GPT-4 passes Japan’s National Physical Therapy Examination
A new peer-reviewed study shows that OpenAI’s GPT-4 language model can pass the Japanese National Physical Therapy Examination without any additional training.
The research, published in the journal Cureus, tested GPT-4 on both text and visual questions. Japan’s physical therapist exam includes 160 general and 40 practical questions, testing memory, comprehension, application, analysis, and evaluation.
Researchers input 1,000 questions into GPT-4 and compared the answers to official solutions. GPT-4 passed all five test sections, correctly answering 73.4 percent of questions overall. However, the AI struggled with technical questions and those containing images or tables.
The model performed much better on general questions (80.1% correct) than practical ones (46.6% correct). Similarly, GPT-4 handled text-only questions (80.5% correct) far better than those with pictures and tables (35.4% correct). These findings align with previous research on GPT-4’s visual comprehension limitations.
Ad
Interestingly, question difficulty and text length didn’t significantly impact GPT-4’s performance. The model also performed well with Japanese input, despite being primarily trained on English data.
Multimodal models could bring further improvements
While the study shows GPT-4’s potential in clinical rehabilitation and medical education, the researchers caution that it doesn’t answer all questions correctly. They stress the need to evaluate newer versions and the model’s capabilities in written and reasoning tests. Multimodal models such as GPT-4o could potentially yield better results in visual comprehension.
Large language models have shown promise in medicine for some time. Specialized versions like Google’s Med-PaLM 2 and Med-Gemini aim to outperform general models like GPT-4 in medical tasks. Meta also has Llama 3-based models designed for the medical sector.
However, it is likely to be a long time before medical AI models are widely used in practice. Even current benchmarks leave too much room for error, which is particularly critical in medical contexts. As in many other applications where precision and correctness are key, significant improvements in reasoning skills seem necessary to safely integrate these models into everyday practice.
------------
• _Your task_
Reproduce word for word the part of the article on GPT-4 and Japan's physical therapy exam that begins at the words "GPT-4 passes Japan’s" and stops after "images or tables.".

[Data records]
------------
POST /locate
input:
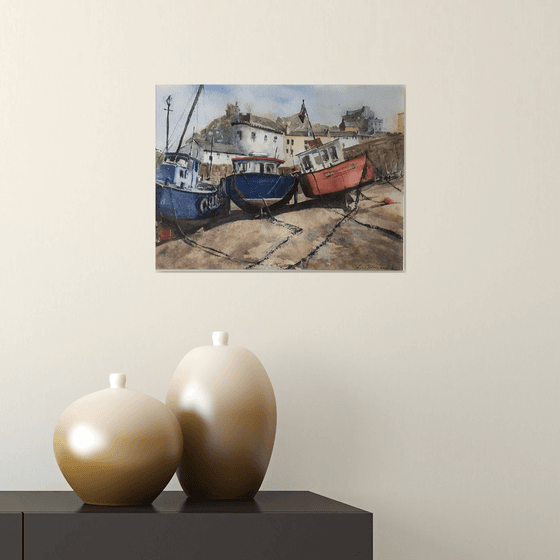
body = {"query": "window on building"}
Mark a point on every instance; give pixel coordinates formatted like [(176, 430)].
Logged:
[(306, 161)]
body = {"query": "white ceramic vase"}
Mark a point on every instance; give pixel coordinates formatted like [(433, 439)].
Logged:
[(225, 404), (118, 447)]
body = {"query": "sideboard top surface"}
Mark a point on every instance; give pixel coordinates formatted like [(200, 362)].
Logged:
[(176, 502)]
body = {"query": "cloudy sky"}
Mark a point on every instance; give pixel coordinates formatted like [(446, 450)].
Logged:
[(325, 104)]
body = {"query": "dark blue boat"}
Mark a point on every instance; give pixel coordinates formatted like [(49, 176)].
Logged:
[(256, 185), (181, 197)]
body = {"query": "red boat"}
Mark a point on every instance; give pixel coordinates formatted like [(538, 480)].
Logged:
[(324, 171)]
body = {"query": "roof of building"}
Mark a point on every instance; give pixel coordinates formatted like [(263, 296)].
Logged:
[(249, 119), (219, 147)]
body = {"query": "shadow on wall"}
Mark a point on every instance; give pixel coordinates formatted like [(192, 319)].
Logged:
[(396, 542)]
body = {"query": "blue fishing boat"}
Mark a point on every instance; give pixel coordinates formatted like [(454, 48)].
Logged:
[(182, 198), (256, 185)]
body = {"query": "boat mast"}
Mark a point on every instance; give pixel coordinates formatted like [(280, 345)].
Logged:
[(168, 109), (189, 117), (211, 158), (304, 110)]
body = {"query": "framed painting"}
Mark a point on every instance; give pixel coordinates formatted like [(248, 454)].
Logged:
[(280, 177)]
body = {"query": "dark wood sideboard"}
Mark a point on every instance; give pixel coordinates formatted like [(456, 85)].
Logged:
[(275, 525)]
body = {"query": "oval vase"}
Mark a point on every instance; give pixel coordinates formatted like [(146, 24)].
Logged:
[(118, 447), (225, 404)]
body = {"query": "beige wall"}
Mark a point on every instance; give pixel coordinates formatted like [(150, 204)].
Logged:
[(428, 397)]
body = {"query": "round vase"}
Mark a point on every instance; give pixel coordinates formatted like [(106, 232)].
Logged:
[(118, 447), (225, 404)]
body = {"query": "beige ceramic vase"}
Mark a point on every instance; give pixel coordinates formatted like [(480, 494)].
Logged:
[(225, 404), (118, 447)]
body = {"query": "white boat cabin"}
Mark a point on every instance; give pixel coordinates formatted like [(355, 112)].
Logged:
[(180, 170), (321, 157), (263, 165)]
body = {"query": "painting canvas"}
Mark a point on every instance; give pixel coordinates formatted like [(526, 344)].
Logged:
[(280, 177)]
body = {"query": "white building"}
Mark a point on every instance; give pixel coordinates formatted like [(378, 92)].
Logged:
[(257, 135)]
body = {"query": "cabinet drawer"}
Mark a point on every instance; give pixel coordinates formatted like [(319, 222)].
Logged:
[(202, 536), (11, 527)]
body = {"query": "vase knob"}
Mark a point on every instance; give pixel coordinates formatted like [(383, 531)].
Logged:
[(220, 338), (117, 381)]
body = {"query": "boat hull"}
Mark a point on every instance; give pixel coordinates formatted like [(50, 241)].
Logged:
[(189, 206), (253, 192), (345, 176)]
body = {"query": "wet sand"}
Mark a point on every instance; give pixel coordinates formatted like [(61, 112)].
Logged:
[(314, 234)]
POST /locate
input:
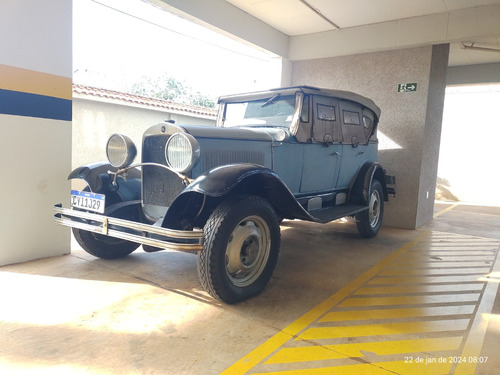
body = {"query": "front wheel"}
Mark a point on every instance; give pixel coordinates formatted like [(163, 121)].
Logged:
[(240, 252), (368, 222)]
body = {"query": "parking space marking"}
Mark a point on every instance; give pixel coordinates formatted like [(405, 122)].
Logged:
[(415, 312)]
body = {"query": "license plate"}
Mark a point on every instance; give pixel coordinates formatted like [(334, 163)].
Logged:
[(88, 201)]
------------
• _Written answer_
GPT-4 passes Japan’s National Physical Therapy Examination
A new peer-reviewed study shows that OpenAI’s GPT-4 language model can pass the Japanese National Physical Therapy Examination without any additional training.
The research, published in the journal Cureus, tested GPT-4 on both text and visual questions. Japan’s physical therapist exam includes 160 general and 40 practical questions, testing memory, comprehension, application, analysis, and evaluation.
Researchers input 1,000 questions into GPT-4 and compared the answers to official solutions. GPT-4 passed all five test sections, correctly answering 73.4 percent of questions overall. However, the AI struggled with technical questions and those containing images or tables.